Reproduce the items word for word from the line containing "outline: white light switch" through the last line of the items, inclusive.

Data for the task:

━━━━━━━━━━━━━━━━━━━━

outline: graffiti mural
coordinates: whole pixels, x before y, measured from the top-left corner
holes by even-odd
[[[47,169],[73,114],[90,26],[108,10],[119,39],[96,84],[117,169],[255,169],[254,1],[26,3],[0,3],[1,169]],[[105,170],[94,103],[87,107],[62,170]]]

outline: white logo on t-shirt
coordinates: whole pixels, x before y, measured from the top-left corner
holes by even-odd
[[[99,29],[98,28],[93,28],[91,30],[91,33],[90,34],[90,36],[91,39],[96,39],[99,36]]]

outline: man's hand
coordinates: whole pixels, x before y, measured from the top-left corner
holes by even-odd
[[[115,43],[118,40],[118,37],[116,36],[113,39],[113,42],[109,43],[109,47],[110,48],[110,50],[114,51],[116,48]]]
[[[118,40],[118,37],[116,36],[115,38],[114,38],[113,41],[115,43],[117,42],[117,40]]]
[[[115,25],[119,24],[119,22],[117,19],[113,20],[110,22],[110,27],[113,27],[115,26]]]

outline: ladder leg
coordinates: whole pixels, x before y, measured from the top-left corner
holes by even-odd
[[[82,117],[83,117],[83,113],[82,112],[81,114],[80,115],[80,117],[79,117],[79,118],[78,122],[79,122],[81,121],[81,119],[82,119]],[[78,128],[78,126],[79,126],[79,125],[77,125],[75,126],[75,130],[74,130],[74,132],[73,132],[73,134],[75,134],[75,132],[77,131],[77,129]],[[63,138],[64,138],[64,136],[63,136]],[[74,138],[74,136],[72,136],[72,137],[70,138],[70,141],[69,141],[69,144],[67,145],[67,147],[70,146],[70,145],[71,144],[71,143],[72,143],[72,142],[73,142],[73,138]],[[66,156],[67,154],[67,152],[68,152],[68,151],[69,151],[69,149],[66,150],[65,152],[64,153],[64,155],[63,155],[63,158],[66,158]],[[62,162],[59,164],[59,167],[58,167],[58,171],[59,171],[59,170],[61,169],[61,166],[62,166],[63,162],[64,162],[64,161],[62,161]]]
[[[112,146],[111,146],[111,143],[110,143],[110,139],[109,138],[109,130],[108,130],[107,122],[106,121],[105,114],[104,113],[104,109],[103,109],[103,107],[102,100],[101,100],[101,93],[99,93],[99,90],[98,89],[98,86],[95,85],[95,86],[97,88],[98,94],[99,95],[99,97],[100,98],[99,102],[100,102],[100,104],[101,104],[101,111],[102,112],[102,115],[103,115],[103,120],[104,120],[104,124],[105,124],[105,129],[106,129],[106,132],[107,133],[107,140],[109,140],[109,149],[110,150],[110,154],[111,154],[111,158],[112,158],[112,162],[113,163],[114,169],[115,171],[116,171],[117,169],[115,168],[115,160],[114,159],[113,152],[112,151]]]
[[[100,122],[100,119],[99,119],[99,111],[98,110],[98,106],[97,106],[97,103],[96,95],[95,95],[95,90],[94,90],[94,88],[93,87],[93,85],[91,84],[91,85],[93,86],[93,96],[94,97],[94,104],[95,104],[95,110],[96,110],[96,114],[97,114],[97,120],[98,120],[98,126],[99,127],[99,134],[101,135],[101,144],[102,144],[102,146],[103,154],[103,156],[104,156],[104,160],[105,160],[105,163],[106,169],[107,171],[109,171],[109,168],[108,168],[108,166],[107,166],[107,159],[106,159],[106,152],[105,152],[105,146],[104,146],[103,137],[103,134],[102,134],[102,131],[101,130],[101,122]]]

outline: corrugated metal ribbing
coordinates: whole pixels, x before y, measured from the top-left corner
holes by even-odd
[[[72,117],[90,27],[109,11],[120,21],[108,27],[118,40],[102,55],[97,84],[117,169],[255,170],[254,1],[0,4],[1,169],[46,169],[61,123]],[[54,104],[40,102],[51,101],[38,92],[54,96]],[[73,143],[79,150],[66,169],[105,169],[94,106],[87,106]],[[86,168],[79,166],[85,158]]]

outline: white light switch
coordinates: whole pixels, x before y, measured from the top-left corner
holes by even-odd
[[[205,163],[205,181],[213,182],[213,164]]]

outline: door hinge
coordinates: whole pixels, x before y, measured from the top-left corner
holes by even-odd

━━━━━━━━━━━━━━━━━━━━

Answer in full:
outline: white light switch
coordinates: whole pixels, x before y, measured from the top-left corner
holes by even-odd
[[[205,163],[205,181],[213,182],[213,164]]]

outline: door hinge
coordinates: whole pixels, x before y, measured from the top-left corner
holes by even-odd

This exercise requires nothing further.